**Exercise description**
Set down again each entry exactly as it reads, pictures excluded.

:: Given information

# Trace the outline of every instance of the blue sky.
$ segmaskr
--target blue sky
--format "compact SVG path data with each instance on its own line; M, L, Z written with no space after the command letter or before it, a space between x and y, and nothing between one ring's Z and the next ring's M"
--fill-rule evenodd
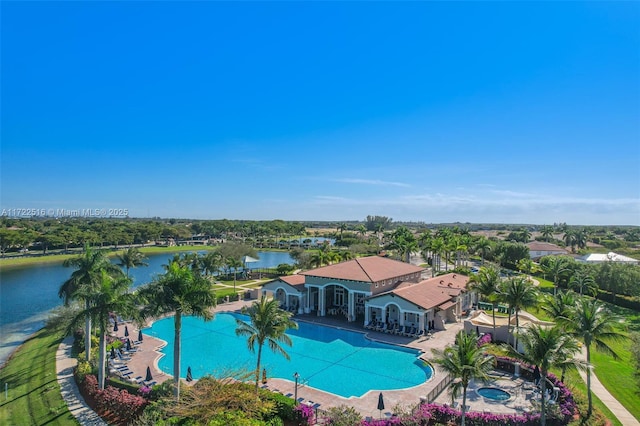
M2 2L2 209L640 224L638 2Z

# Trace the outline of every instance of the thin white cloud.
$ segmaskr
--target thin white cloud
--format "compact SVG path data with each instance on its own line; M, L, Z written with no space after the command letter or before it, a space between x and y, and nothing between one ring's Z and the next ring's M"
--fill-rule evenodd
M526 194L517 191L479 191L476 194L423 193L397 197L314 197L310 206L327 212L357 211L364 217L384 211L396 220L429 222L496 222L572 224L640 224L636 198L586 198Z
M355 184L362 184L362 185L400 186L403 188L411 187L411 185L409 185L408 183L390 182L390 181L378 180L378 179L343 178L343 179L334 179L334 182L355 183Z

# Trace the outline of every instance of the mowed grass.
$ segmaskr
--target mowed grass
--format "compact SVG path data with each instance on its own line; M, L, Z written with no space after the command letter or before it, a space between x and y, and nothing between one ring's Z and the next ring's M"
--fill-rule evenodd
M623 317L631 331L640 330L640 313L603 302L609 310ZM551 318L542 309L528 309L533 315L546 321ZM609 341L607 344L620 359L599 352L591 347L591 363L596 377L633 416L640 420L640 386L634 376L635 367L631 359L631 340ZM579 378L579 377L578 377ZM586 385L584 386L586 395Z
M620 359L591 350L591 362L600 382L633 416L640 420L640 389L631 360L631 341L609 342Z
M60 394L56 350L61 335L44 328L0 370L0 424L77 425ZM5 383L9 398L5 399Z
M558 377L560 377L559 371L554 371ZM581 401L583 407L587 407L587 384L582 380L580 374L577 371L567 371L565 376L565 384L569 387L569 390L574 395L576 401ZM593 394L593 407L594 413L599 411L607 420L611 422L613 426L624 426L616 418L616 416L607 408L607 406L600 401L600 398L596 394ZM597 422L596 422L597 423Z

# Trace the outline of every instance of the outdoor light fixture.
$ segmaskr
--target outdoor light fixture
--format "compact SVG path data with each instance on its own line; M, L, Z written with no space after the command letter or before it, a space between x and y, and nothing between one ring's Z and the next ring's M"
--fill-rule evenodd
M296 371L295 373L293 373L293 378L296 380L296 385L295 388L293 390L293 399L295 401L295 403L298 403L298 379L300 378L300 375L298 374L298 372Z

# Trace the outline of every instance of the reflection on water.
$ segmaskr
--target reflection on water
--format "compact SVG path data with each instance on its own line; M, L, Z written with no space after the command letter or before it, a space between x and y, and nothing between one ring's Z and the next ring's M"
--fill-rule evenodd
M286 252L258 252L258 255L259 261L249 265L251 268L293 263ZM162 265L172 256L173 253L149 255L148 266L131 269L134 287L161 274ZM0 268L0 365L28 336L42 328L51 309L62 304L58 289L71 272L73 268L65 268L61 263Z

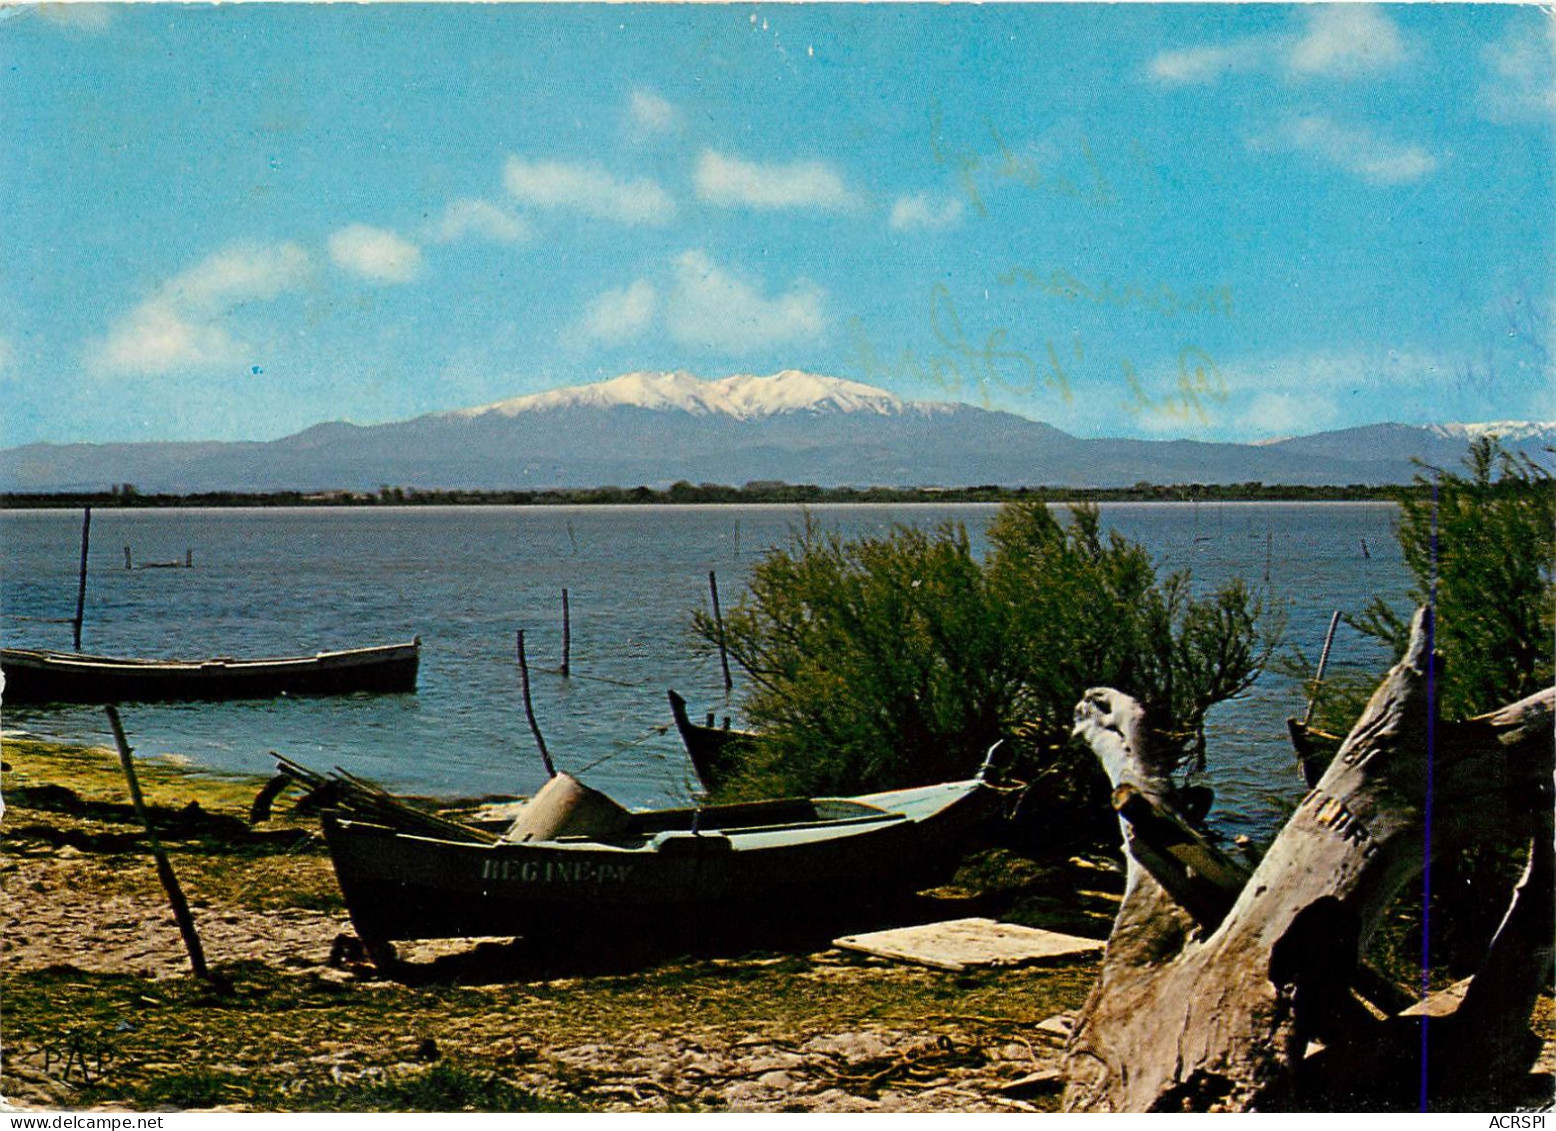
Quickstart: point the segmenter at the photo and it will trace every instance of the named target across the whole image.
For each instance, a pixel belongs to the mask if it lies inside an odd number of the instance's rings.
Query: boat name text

::::

**Solved exercise**
# Trace the outline of every instance of the blue sky.
$ segmaskr
--target blue sky
--format "compact SVG path data with each instance on its own line; M, L, Z written with no space after the command letter or before it, a space between x and y, and nothing between one ring's Z and the next ring's M"
--fill-rule evenodd
M2 2L2 209L640 224L638 2Z

# Trace the outline of every instance of the thin white cloud.
$ segmaskr
--target thin white cloud
--format "compact SVG path data with each instance on its own line; M, L, Z written with no space after the command letter or before it, a space between x and y, and nothing between one ring's Z and the next ring's M"
--fill-rule evenodd
M526 194L517 191L479 191L476 194L423 193L397 197L314 197L310 206L327 212L357 211L364 217L384 211L396 220L429 222L496 222L572 224L640 224L636 198L586 198Z
M355 184L362 184L362 185L400 186L403 188L411 187L411 185L409 185L408 183L390 182L390 181L378 180L378 179L343 178L343 179L334 179L334 182L355 183Z

# Trace the outline of every instance of the mowed grass.
$ segmaskr
--target mowed grass
--format "compact SVG path data with each instance on its own line; M, L, Z written with no space after the command letter or before it, a space between x and y, and nothing between one ring's Z and the next ring's M"
--fill-rule evenodd
M623 317L631 331L640 330L640 313L603 302L609 310ZM551 318L542 309L528 309L533 315L546 321ZM609 341L607 344L620 359L599 352L591 347L591 363L596 377L633 416L640 420L640 386L634 376L635 367L631 359L631 340ZM579 378L579 377L578 377ZM586 385L584 386L586 395Z
M620 359L591 350L591 362L600 382L633 416L640 420L640 389L631 360L631 341L609 342Z
M60 394L56 350L61 335L44 328L0 370L0 424L77 425ZM5 383L9 398L5 399Z
M558 377L560 377L559 371L554 371ZM581 401L583 407L587 407L587 384L582 380L580 374L577 371L567 371L565 376L565 384L569 387L569 390L574 395L576 401ZM593 394L593 407L594 413L599 411L607 420L611 422L613 426L624 426L616 418L616 416L607 408L607 406L600 401L600 398L596 394ZM597 422L596 422L597 423Z

# Trace the outline of every instance of the outdoor light fixture.
$ segmaskr
--target outdoor light fixture
--format "compact SVG path data with each instance on its own line; M, L, Z written with no space after the command letter or before it, a space between x and y, and nothing between one ring's Z and the next ring's M"
--fill-rule evenodd
M296 371L295 373L293 373L293 378L296 380L296 385L295 388L293 390L293 399L295 401L295 403L298 403L298 379L300 378L300 375L298 374L298 372Z

# Trace the outline of every instance of the reflection on water.
$ segmaskr
--target reflection on water
--format "compact SVG path data with each instance on its own line; M, L, Z written with no space after the command letter or before it, a space between x and y, and nothing between one ring's Z and the next ring's M"
--fill-rule evenodd
M286 252L258 252L258 255L259 261L249 265L251 268L293 263ZM162 265L172 256L173 253L149 255L148 266L131 269L134 287L161 274ZM0 268L0 365L28 336L42 328L51 309L62 304L58 289L71 272L73 268L65 268L61 263Z

Quickstart: point the segmenter at the photo and it will trace every instance of the named target across the whole image.
For each instance, a pixel belongs to the mask if it lies inside an odd number of the instance's rings.
Query: boat name text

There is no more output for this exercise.